● **Extract provided**:
----------
The Modern Data Stack

7 min readMay 14, 2021

Complex systems are best explained with apt analogies. No matter how complicated or unfamiliar a concept is, it will contain parallels to something more readily understood. Automated systems, our focus at Story Ventures, are no exception.

The modern data stack — the hardware and software involved in data creation, organization, and analysis — is seen as a series of intimidating technologies. But behind the layers of technical jargon, the data stack functions just like a library; it is merely the current iteration of a process by which people have gathered, organized and consumed information for thousands of years. The main difference today is that computers have made us exceptionally good at it. For instance, the library of Alexandria, built thousands of years ago, represents an early form of information technology. Manuscripts were written, methodically stored and codified, and finally studied by scholars. This flow of information — collection, organization, analysis — has remained constant; we just now possess the digital tools to leverage it at previously inconceivable levels of scale and efficiency.
----------
Point-based annotation data

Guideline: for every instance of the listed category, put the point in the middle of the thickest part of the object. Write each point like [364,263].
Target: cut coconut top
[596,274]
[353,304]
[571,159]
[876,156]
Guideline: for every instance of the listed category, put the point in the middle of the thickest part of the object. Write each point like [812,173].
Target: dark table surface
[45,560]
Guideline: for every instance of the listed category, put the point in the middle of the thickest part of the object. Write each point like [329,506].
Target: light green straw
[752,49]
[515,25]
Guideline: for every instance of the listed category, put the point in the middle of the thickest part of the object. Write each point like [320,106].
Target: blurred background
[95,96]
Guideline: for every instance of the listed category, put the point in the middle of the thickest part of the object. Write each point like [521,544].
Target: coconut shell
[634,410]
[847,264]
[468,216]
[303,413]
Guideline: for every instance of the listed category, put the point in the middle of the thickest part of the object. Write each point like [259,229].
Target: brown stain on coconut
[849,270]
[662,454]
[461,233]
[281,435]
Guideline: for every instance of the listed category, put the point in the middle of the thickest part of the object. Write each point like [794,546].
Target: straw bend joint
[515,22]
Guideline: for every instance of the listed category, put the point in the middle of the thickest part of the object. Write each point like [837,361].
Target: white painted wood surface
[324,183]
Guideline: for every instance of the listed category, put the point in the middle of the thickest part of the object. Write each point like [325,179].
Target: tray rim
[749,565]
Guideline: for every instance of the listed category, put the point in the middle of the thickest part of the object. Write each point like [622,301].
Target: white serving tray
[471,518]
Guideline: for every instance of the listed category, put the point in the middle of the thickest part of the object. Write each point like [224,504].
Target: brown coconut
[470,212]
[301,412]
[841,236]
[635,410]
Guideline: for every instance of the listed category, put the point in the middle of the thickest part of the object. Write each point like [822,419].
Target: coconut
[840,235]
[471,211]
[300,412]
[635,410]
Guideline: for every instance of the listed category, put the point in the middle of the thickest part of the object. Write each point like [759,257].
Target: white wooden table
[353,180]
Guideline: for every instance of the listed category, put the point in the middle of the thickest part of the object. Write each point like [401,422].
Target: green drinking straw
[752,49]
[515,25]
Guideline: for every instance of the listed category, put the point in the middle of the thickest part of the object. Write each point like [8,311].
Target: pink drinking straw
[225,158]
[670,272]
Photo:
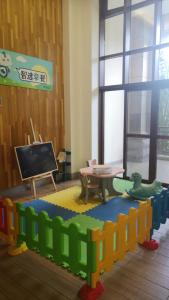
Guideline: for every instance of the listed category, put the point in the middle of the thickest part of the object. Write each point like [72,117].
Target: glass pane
[163,113]
[114,122]
[114,38]
[165,22]
[138,156]
[113,71]
[115,3]
[141,27]
[163,161]
[138,112]
[136,1]
[140,67]
[163,63]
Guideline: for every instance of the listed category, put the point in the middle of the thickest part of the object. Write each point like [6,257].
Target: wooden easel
[38,177]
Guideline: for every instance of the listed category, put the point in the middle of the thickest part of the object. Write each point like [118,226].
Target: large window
[134,86]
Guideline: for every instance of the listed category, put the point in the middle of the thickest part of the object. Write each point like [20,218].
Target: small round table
[104,179]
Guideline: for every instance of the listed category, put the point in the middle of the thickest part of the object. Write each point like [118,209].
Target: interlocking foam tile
[111,209]
[122,185]
[85,222]
[69,199]
[52,210]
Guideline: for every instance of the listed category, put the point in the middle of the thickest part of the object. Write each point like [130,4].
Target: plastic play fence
[86,254]
[160,206]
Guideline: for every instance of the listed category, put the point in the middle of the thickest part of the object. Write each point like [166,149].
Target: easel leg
[53,182]
[34,188]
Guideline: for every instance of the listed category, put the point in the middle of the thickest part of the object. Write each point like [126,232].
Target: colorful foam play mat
[68,205]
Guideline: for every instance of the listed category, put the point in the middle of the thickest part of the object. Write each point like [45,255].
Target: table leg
[103,189]
[110,188]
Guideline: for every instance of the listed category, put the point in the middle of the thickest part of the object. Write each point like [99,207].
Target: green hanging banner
[25,71]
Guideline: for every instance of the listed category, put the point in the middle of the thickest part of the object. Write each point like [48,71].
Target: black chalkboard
[36,159]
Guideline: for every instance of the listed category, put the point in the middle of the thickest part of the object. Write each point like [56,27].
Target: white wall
[80,50]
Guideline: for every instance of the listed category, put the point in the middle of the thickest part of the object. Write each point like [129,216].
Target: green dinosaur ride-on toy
[142,191]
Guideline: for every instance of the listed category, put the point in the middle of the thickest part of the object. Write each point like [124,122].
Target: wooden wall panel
[31,27]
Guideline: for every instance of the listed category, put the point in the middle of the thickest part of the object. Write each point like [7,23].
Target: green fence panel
[74,247]
[58,241]
[30,217]
[91,256]
[43,233]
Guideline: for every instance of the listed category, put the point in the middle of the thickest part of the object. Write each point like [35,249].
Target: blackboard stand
[40,177]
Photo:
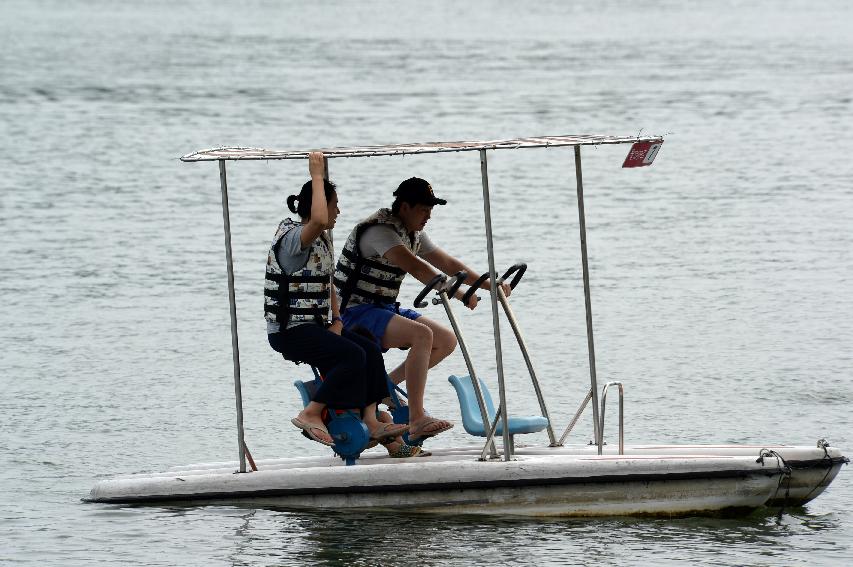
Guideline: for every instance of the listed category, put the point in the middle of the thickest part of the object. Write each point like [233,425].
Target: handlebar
[439,279]
[521,267]
[474,287]
[456,281]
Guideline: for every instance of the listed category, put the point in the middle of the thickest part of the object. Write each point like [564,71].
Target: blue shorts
[374,317]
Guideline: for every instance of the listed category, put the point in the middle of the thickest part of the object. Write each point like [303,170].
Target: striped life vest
[371,279]
[304,294]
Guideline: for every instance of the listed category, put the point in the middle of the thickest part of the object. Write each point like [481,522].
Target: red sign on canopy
[642,154]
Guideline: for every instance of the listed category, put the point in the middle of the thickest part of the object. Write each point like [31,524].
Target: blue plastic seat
[472,419]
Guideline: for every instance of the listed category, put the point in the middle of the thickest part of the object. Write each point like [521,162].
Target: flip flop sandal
[389,401]
[307,430]
[404,452]
[388,431]
[432,433]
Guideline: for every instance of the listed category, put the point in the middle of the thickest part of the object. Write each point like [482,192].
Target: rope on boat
[786,474]
[249,457]
[823,444]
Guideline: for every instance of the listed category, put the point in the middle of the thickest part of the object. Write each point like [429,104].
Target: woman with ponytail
[303,320]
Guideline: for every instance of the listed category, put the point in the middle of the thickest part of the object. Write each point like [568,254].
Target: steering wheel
[453,284]
[433,283]
[521,267]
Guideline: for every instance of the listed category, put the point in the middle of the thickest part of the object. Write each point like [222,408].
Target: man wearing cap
[378,254]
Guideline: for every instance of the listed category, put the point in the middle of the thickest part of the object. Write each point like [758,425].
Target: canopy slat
[238,153]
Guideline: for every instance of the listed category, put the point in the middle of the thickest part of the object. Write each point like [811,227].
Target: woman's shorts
[374,317]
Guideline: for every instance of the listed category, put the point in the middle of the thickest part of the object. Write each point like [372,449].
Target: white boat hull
[453,481]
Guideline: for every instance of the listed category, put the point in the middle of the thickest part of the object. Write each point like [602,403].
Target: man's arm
[401,257]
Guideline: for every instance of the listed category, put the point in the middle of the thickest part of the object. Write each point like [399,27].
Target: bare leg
[312,414]
[443,343]
[418,337]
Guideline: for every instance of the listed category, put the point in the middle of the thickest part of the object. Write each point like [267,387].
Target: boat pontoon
[553,479]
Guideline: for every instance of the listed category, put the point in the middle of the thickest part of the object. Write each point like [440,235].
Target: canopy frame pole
[475,382]
[235,348]
[513,322]
[493,277]
[587,301]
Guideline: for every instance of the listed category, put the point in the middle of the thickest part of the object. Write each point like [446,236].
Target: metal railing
[599,431]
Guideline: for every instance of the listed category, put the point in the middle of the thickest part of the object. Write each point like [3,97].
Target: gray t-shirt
[291,257]
[379,239]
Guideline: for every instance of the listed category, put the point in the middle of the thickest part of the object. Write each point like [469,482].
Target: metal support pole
[493,277]
[235,348]
[587,301]
[513,322]
[576,418]
[491,435]
[475,382]
[621,413]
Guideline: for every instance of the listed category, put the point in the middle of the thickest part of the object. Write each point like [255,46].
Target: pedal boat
[552,479]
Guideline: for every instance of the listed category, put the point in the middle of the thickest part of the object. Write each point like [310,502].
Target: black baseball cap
[417,191]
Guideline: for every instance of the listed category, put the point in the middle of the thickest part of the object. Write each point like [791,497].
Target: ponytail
[291,203]
[304,198]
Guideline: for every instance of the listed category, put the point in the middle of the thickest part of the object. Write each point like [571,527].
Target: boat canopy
[237,153]
[642,153]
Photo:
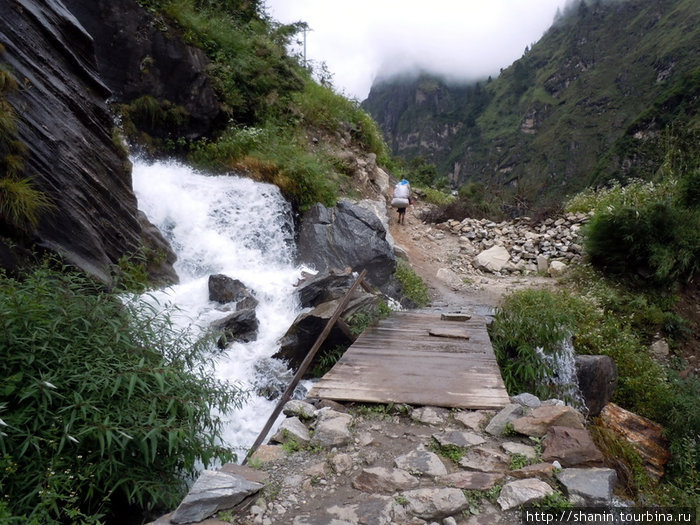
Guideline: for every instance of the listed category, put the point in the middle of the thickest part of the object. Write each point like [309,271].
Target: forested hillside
[596,98]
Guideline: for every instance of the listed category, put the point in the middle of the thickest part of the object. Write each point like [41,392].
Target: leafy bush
[21,204]
[412,285]
[530,324]
[657,240]
[104,405]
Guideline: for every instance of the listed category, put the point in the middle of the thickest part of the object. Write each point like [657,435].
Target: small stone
[421,462]
[522,492]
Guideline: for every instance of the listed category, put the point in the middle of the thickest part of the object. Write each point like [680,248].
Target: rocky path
[437,257]
[354,464]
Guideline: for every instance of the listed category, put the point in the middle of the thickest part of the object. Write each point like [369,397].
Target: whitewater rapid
[237,227]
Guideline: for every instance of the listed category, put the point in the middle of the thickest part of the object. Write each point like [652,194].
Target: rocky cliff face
[73,154]
[139,54]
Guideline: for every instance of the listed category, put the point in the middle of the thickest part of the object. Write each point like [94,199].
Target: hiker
[402,198]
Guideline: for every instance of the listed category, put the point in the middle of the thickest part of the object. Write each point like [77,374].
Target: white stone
[493,259]
[522,492]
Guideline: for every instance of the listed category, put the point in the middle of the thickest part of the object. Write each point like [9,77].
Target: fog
[364,40]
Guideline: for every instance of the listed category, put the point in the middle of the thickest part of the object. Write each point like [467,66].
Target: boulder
[332,429]
[241,326]
[498,423]
[292,429]
[571,447]
[224,289]
[324,287]
[301,336]
[272,377]
[557,268]
[346,236]
[213,491]
[597,379]
[493,259]
[527,400]
[300,409]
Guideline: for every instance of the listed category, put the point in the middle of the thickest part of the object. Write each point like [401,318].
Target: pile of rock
[519,246]
[328,463]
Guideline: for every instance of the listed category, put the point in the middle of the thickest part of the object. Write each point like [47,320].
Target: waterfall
[564,381]
[237,227]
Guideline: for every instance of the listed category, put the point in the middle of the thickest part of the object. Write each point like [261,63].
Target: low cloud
[364,40]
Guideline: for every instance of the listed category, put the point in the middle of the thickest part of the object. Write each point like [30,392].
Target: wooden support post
[304,365]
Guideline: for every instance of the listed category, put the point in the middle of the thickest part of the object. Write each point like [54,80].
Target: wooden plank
----------
● **Challenges**:
• A. Set down the part of the modern data stack article starting with "The modern data stack —" and going on through "scale and efficiency.".
• B. Which stages make up the flow of information that the modern data stack article says has remained constant?

● **Response list**:
• A.
The modern data stack — the hardware and software involved in data creation, organization, and analysis — is seen as a series of intimidating technologies. But behind the layers of technical jargon, the data stack functions just like a library; it is merely the current iteration of a process by which people have gathered, organized and consumed information for thousands of years. The main difference today is that computers have made us exceptionally good at it. For instance, the library of Alexandria, built thousands of years ago, represents an early form of information technology. Manuscripts were written, methodically stored and codified, and finally studied by scholars. This flow of information — collection, organization, analysis — has remained constant; we just now possess the digital tools to leverage it at previously inconceivable levels of scale and efficiency.

• B. Collection, organization, analysis